Task brief:
Every entry below should be transcribed exactly; pictures stay out of the copy.

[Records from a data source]

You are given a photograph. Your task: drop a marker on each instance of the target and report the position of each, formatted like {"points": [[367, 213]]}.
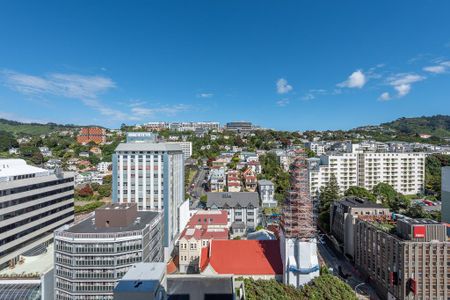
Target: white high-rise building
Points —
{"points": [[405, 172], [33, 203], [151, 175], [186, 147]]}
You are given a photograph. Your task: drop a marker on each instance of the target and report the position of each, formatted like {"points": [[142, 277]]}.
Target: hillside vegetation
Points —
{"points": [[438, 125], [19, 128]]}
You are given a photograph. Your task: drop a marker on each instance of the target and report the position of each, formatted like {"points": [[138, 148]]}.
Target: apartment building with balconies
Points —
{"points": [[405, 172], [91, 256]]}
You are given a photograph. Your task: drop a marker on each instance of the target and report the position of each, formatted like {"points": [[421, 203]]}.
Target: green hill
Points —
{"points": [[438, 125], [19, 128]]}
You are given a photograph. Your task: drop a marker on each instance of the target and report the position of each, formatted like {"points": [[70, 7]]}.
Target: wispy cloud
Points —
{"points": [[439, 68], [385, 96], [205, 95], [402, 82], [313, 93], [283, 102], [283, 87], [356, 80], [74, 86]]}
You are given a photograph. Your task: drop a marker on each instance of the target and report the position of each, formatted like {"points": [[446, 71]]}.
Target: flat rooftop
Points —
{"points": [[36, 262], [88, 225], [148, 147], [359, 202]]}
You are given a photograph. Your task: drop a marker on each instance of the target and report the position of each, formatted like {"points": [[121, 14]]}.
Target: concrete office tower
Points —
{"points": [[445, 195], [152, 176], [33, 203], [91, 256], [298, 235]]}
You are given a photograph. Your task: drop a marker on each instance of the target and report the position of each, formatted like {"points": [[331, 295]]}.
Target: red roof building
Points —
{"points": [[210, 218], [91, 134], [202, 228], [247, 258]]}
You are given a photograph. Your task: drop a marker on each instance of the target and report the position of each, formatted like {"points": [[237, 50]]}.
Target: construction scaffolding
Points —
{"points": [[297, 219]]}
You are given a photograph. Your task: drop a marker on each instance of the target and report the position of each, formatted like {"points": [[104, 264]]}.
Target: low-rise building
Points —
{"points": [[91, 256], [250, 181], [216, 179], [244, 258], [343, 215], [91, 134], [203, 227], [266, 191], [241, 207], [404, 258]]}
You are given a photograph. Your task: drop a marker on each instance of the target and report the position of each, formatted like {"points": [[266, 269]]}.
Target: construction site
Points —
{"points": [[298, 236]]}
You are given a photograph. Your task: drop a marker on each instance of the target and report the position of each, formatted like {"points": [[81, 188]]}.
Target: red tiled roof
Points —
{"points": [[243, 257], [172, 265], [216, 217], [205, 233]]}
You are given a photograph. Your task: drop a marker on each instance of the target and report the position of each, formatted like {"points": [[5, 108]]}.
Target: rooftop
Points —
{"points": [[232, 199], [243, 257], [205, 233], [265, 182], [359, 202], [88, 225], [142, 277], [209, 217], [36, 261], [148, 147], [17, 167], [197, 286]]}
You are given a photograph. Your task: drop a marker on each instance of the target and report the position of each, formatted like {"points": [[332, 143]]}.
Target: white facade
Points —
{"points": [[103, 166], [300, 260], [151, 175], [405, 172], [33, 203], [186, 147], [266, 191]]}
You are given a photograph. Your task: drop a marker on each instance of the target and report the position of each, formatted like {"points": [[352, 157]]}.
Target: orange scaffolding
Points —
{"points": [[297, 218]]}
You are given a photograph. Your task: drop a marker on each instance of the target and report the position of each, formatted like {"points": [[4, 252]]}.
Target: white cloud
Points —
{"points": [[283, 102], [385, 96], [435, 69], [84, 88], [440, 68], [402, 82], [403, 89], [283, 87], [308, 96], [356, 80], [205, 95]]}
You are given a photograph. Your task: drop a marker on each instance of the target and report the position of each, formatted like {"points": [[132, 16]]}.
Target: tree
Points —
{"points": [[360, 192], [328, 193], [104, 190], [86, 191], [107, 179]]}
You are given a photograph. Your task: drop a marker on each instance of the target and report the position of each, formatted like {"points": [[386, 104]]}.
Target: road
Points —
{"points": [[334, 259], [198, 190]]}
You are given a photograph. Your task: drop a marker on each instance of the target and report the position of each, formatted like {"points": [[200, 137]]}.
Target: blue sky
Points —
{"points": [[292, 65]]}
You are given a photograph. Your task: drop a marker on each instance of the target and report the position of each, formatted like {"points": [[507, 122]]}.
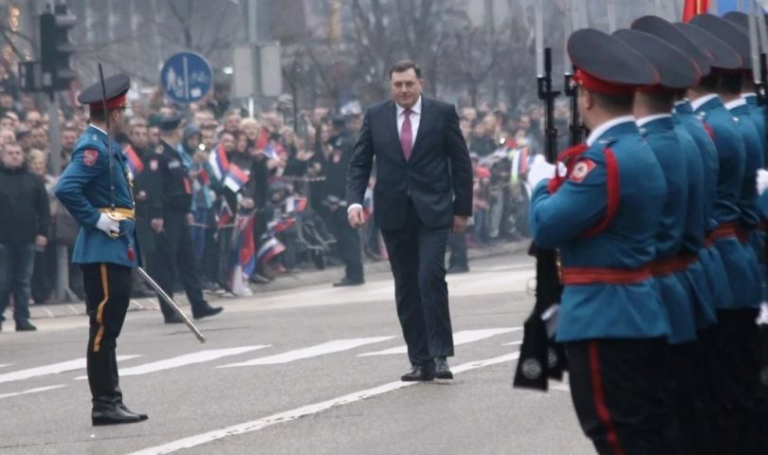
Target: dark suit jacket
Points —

Problem solution:
You are given a photograph. Your task: drop a marker on each instance of the target and report the position of each, formatted like {"points": [[367, 213]]}.
Target: white high-rise building
Points —
{"points": [[405, 172], [33, 203], [151, 175], [186, 147]]}
You are given a photograph. Your task: drop a marker on each instance of the target and report the position of each, formatted like {"points": [[142, 277]]}.
Target: hillside vegetation
Points —
{"points": [[438, 125], [19, 128]]}
You are given a photograph. Your task: drop a marker on each instance of the target and report the position of each, formatted like {"points": [[138, 148]]}.
Target: apartment building with balconies
Points —
{"points": [[405, 172], [91, 256]]}
You are given a photograph. Your task: drop a marker on each instance of the target and report the position of each, formatted like {"points": [[421, 203]]}.
Target: green hill
Points —
{"points": [[438, 125], [19, 128]]}
You are given a photograph. Your task: drop a marker on each instance of the target and report the position of each, formatted like {"points": [[70, 7]]}.
Target: wispy cloud
Points —
{"points": [[439, 68], [385, 96], [205, 95], [402, 82], [313, 93], [283, 102], [283, 87], [356, 80], [74, 86]]}
You are given a photograph. Your task: drop a marker on each instance of the target and report the position of each, formatted like {"points": [[446, 71]]}.
Target: flat rooftop
Points —
{"points": [[36, 262], [88, 225], [148, 147], [359, 202]]}
You are given a photograph. Your task: drop a marker on each instance of the target and report the position of each, formatted like {"points": [[121, 14]]}.
Target: concrete office tower
Points —
{"points": [[445, 195], [152, 176], [33, 203], [91, 256], [298, 235]]}
You are given a photograph. Your task: drop a marker on each instance of the target and report the position of each, formatted like {"points": [[331, 295]]}.
Target: red roof building
Points —
{"points": [[210, 218], [91, 134], [202, 228], [247, 258]]}
You are given a photograph. Your task: drop a marker on each instance of the target and report the position of each, formatted like {"points": [[237, 50]]}.
Target: construction scaffolding
Points —
{"points": [[297, 219]]}
You are given a photograph. Your task: drop a marker on each instance of the target and report the position of each, formatted like {"points": [[104, 264]]}.
Target: low-rise building
Points —
{"points": [[91, 256], [250, 181], [216, 179], [244, 258], [343, 215], [91, 134], [203, 227], [266, 191], [241, 207], [404, 258]]}
You are given a photograph. Your task: drop a marker on each instance of the target and report the position of each, formatted like {"points": [[266, 269]]}.
Target: construction site
Points —
{"points": [[298, 236]]}
You are given a photograph. Your task: drop a marker on each instance of the target and report the position of each, formatted like {"points": [[81, 188]]}.
Target: red tiled roof
Points —
{"points": [[243, 257], [172, 265], [216, 217], [205, 233]]}
You are given a photograph. Your task: drop a marker on each instance of the target and report the position of each, formatted like {"points": [[5, 108]]}.
Target: rooftop
Points —
{"points": [[232, 199], [243, 257], [205, 233], [265, 182], [359, 202], [88, 225], [142, 277], [209, 217], [36, 261], [148, 147], [17, 167], [197, 286]]}
You are given a photograph. Your task: drop a marker on each instance of the target and report the position of each, formatted like {"points": [[332, 143]]}.
Target: white facade
Points —
{"points": [[103, 166], [300, 260], [151, 175], [405, 172], [33, 203], [186, 147], [266, 191]]}
You are given a photograph. Your task: drop a marker on each instance of the target and report the position of each, formatted like {"points": [[352, 157]]}.
Target: orange scaffolding
Points —
{"points": [[297, 218]]}
You are given a photograph. Your task: drop a marker on each instance of the target and report the position of each, formatted like {"points": [[4, 252]]}.
Target: white cloud
Points —
{"points": [[283, 102], [385, 96], [435, 69], [84, 88], [440, 68], [402, 82], [403, 89], [283, 87], [308, 96], [356, 80], [205, 95]]}
You are given a photograph. Your task: drop a marker on each instance of the target and report the position of each, formatted like {"points": [[132, 16]]}.
Target: tree
Points —
{"points": [[360, 192], [328, 193], [104, 190], [86, 191], [107, 179]]}
You are given a photograph. Your task: drop a marker on each instance of the target and report the position of each, formatted like {"points": [[386, 104]]}.
Target: road
Points —
{"points": [[334, 259], [198, 190]]}
You are given a photograph. Your task: drop a marker on each instance of the target and report the position of each, formatted like {"points": [[200, 137]]}.
Target: blue sky
Points —
{"points": [[292, 65]]}
You are given a photograph. Your task: drop a marker on each instance of the target and report the position of each, formatted like {"points": [[507, 122]]}.
Target: dark suit jacket
Points —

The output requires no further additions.